*WORK TO COMPLETE:*
All lines that hold the string "monument" should be copied. Find them in the listing below.

####################

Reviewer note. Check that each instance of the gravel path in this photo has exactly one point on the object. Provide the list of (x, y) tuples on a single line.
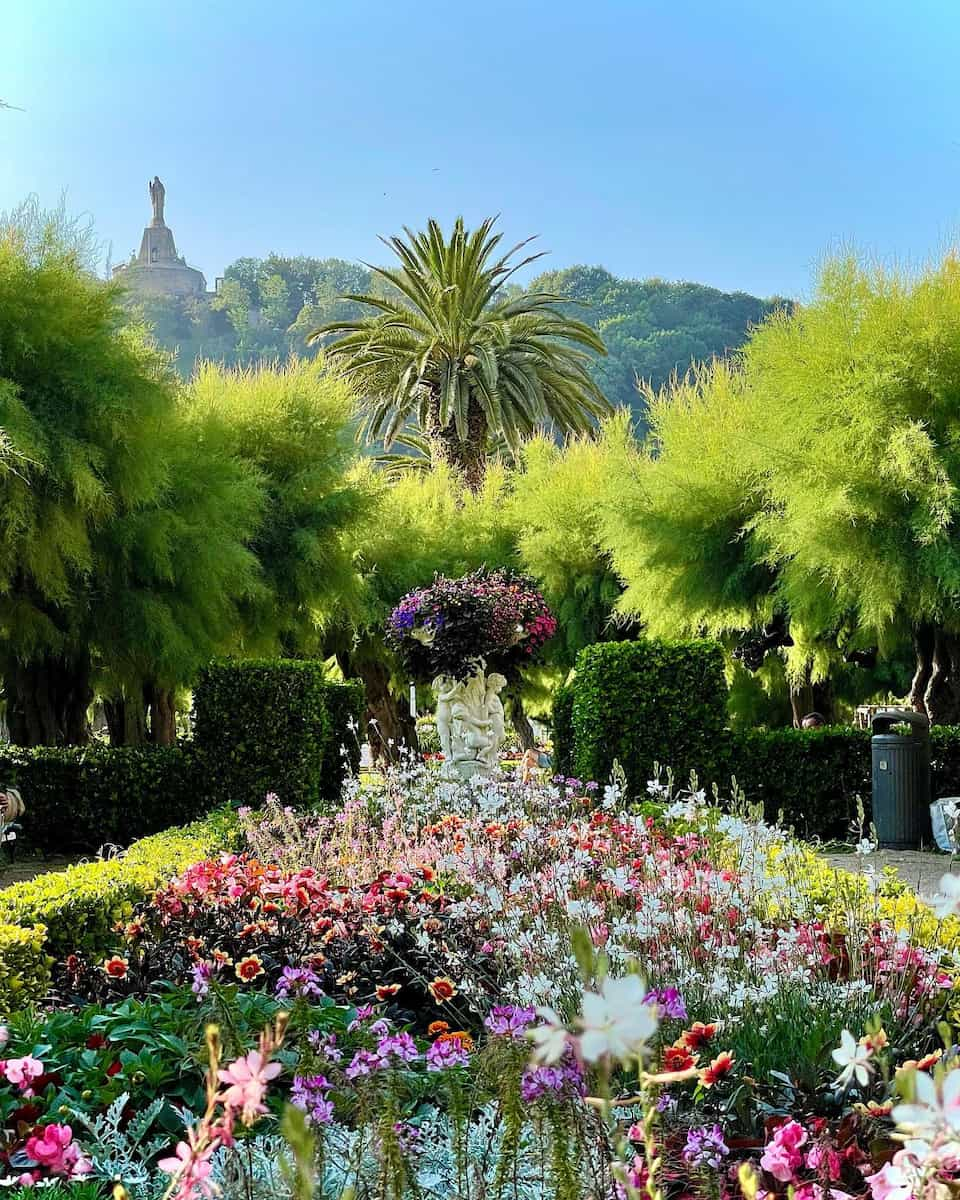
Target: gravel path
[(921, 869)]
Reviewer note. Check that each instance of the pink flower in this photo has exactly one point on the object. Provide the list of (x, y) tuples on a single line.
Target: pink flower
[(783, 1156), (247, 1079), (55, 1150), (22, 1071), (190, 1167)]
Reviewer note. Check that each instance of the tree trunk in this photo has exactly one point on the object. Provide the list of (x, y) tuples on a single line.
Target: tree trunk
[(47, 701), (162, 717), (126, 719), (520, 720), (936, 682), (468, 457), (389, 724), (811, 697)]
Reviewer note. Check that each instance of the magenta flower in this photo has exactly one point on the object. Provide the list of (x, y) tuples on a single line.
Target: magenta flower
[(247, 1080)]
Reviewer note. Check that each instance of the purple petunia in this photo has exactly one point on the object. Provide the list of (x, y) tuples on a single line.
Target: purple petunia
[(299, 982), (309, 1093), (669, 1002), (706, 1147), (509, 1020)]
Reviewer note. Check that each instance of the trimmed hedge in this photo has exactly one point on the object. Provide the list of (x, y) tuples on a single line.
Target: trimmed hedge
[(262, 726), (624, 705), (79, 798), (79, 906), (563, 730), (643, 702)]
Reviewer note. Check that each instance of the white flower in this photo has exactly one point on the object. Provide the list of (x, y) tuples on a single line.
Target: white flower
[(616, 1021), (549, 1041), (934, 1108), (855, 1059), (947, 901)]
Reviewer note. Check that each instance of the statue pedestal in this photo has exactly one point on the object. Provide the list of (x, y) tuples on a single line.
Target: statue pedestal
[(471, 723)]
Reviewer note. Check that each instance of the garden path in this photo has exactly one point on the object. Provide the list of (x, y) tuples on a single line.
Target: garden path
[(921, 869)]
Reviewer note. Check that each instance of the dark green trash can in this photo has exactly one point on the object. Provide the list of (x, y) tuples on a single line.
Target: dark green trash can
[(901, 778)]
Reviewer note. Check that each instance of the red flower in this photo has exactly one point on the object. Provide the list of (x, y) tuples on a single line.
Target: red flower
[(249, 969), (442, 989), (678, 1059), (719, 1068), (697, 1036)]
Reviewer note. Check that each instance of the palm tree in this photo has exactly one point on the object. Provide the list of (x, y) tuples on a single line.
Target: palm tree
[(445, 349)]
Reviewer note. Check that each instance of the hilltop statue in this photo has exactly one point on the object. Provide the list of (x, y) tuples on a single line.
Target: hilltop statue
[(157, 193)]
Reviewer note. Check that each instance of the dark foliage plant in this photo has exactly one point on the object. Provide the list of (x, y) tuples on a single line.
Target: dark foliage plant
[(487, 618)]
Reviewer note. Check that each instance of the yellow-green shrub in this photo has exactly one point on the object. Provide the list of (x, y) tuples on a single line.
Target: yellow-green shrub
[(24, 966), (81, 905)]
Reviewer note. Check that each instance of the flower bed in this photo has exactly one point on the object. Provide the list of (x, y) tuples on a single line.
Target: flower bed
[(502, 990)]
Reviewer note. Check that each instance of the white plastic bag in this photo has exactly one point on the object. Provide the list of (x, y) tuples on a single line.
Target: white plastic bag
[(943, 817)]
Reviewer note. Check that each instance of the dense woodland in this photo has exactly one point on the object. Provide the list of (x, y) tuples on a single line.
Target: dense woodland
[(268, 306)]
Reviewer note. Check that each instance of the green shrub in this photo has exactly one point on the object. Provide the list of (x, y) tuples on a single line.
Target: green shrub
[(346, 709), (81, 905), (563, 730), (643, 702), (84, 797), (810, 777), (24, 966), (262, 726)]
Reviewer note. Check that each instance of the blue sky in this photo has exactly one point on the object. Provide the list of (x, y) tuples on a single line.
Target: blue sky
[(729, 142)]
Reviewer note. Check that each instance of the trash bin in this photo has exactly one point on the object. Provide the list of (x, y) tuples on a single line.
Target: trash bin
[(901, 778)]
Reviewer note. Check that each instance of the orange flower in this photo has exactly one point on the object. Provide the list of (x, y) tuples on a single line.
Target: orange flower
[(442, 989), (719, 1068), (697, 1036), (115, 967), (678, 1059), (249, 969), (460, 1036)]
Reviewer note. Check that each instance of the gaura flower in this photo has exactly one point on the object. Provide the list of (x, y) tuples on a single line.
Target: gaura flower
[(246, 1084), (855, 1057), (616, 1021), (719, 1068), (117, 967), (249, 969), (442, 989)]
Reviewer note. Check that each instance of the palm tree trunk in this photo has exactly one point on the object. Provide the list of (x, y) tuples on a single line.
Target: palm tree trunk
[(468, 457)]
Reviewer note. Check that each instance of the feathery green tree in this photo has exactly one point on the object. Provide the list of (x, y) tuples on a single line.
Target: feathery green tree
[(292, 426), (82, 402), (448, 351), (817, 479)]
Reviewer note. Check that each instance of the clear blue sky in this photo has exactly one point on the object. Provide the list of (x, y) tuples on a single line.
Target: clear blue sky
[(729, 142)]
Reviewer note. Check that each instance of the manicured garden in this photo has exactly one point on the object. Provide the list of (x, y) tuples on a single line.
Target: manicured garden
[(491, 988)]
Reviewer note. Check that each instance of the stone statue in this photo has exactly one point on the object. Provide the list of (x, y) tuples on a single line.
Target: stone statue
[(471, 723), (157, 195)]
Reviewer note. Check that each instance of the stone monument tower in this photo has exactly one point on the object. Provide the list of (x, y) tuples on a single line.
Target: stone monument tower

####################

*SOLUTION BELOW:*
Reviewer note. Check that each instance of the stone monument tower in this photo has exactly one point on the object. Provide the list of (x, y) tuples on a single line.
Target: stone monument tower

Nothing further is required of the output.